DATA SHOWN:

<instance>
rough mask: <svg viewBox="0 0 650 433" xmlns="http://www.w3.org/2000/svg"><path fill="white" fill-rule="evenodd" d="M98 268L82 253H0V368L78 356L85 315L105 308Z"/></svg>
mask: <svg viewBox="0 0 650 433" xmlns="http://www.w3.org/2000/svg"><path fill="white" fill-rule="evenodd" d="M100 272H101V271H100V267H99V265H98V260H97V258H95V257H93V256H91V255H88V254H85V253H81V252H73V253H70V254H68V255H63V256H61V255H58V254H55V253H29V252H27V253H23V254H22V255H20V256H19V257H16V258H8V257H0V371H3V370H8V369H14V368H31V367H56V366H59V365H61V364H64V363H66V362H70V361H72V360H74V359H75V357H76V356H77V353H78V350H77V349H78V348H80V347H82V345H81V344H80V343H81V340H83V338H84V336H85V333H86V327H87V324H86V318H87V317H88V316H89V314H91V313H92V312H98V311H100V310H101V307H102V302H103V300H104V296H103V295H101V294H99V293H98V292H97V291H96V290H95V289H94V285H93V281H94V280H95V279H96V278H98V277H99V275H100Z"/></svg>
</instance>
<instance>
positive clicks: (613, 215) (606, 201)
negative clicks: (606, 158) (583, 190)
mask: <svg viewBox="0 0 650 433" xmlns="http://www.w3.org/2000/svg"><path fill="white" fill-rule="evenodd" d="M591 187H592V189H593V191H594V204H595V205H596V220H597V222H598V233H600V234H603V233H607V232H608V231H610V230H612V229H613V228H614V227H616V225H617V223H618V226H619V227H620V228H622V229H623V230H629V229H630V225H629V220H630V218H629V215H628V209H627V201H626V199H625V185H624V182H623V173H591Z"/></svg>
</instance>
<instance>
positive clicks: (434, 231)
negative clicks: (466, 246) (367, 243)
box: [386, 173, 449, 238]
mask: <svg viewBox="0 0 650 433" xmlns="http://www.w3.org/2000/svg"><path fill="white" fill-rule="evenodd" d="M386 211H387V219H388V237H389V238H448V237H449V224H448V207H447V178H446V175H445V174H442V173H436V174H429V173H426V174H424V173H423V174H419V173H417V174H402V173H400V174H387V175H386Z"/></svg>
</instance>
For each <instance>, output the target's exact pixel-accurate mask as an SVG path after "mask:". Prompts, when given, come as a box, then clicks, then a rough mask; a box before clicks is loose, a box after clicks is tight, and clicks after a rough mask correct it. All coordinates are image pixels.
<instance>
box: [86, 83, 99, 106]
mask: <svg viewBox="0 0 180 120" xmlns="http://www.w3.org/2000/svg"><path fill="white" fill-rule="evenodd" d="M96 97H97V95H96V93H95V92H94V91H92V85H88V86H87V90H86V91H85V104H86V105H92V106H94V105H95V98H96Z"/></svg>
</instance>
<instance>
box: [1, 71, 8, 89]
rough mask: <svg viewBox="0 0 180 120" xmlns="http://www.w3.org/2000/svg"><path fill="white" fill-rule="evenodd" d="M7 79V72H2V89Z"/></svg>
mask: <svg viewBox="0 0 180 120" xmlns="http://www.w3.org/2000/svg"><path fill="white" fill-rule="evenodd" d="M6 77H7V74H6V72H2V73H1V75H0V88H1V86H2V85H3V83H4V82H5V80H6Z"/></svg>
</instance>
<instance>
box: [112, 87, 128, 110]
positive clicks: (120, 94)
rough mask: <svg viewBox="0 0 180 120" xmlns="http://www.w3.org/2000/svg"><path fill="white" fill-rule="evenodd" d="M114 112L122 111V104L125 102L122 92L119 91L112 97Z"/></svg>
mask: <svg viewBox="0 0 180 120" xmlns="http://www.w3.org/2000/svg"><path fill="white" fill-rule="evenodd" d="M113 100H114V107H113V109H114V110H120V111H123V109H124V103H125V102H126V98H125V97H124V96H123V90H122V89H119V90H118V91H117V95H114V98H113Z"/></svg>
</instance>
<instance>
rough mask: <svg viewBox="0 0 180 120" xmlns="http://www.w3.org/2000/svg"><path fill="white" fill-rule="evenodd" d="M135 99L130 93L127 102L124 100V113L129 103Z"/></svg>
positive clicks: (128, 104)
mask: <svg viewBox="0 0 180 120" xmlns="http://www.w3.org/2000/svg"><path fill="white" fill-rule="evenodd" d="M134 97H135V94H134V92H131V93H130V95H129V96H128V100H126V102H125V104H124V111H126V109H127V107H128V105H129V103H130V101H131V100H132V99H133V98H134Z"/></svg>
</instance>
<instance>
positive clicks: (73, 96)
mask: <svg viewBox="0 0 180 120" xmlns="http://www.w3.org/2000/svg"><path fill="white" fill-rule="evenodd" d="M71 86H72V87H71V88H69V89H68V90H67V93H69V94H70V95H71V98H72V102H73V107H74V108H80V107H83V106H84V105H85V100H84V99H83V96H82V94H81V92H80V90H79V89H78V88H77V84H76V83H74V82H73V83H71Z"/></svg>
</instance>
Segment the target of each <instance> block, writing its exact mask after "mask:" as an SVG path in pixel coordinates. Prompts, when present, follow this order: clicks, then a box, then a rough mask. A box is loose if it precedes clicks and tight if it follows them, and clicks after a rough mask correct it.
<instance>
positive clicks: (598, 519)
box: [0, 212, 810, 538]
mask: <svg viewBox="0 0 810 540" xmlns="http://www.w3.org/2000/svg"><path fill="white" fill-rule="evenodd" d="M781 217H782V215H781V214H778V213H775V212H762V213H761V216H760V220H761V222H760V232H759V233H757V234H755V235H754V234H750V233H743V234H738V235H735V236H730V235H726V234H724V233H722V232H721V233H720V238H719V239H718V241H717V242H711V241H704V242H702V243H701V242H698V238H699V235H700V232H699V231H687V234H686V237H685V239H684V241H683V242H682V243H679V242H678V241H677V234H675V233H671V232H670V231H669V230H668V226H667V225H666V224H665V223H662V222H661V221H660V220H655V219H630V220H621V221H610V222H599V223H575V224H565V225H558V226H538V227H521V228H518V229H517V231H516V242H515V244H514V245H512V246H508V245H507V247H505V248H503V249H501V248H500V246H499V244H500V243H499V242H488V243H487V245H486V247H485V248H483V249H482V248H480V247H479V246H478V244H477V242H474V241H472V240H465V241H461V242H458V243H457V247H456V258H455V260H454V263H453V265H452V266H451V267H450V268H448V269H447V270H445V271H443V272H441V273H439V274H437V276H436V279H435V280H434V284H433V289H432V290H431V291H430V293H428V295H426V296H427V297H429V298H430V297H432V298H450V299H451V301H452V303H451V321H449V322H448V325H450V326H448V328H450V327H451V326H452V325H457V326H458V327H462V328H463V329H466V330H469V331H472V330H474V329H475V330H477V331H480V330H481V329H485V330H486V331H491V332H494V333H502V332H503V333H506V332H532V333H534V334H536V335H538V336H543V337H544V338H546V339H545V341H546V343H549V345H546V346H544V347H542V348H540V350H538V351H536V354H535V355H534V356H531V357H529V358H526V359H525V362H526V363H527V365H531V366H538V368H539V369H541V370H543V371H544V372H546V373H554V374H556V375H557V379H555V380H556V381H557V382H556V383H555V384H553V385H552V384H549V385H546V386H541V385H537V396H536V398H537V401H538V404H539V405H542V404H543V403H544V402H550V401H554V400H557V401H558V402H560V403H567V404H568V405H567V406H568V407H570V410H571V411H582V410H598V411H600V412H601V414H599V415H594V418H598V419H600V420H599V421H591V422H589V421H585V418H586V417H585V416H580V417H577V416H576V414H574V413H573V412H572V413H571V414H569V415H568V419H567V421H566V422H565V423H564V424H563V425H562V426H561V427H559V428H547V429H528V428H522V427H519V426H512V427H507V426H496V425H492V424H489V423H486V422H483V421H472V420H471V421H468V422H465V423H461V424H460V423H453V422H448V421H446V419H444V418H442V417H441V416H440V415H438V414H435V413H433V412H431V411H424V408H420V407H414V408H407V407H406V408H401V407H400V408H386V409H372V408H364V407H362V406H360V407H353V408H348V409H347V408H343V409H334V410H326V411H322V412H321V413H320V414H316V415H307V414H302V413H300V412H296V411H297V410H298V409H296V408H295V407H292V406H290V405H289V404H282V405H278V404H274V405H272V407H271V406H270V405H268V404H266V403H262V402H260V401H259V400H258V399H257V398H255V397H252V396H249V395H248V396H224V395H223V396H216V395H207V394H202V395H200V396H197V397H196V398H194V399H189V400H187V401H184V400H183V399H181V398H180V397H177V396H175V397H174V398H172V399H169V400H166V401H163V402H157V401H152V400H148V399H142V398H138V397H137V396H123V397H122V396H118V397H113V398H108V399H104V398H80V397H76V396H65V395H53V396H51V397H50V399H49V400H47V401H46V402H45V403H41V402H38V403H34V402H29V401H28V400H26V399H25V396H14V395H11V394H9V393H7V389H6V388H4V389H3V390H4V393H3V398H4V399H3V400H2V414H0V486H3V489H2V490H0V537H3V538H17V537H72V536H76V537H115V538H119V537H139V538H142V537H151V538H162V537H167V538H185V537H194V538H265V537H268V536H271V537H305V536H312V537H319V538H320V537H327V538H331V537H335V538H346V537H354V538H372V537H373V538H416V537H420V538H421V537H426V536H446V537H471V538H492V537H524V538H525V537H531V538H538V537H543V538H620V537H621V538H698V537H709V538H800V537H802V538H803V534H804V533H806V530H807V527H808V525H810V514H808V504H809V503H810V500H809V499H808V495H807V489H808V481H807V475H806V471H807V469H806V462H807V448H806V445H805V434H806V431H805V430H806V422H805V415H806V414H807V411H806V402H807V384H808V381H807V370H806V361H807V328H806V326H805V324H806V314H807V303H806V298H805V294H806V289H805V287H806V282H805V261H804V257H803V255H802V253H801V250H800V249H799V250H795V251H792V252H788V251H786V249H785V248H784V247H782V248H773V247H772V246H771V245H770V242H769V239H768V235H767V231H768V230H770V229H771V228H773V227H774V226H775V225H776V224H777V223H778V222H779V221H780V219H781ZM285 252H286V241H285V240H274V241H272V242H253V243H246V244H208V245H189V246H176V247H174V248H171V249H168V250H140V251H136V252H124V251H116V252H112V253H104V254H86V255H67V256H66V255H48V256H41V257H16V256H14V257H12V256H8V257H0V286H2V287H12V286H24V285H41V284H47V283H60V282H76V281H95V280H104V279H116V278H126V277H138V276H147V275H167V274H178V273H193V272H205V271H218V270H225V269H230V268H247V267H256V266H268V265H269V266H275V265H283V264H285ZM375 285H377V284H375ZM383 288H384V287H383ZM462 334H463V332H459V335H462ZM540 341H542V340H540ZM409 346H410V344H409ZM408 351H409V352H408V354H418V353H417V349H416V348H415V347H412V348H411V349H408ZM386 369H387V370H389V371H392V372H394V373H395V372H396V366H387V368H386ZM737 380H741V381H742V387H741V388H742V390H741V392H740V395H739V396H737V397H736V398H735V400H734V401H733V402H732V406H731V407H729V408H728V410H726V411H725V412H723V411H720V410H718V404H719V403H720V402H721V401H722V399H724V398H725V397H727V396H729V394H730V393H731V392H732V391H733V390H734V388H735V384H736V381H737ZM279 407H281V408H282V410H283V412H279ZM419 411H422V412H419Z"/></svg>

REQUIRED WORK: The expected answer is every line above in which the word "tight" appears.

WRITTEN RESPONSE:
For each <instance>, output the target's exact pixel-accurate mask as an SVG path after "mask:". Prompts, when given, come as a box, then clicks, then a rough mask; a box before clicks is loose, a box after clicks is tight, and clicks after a rough mask correct it. All coordinates are image pixels.
Segment the target of each <instance> block, writing its exact mask after "mask:" as an SVG path in pixel coordinates. Prompts, when present, follow this order: clicks, then a box, then a rough mask. A box is loose if it precedes clicks and tight if it follows them, and clicks after a rough mask correct it.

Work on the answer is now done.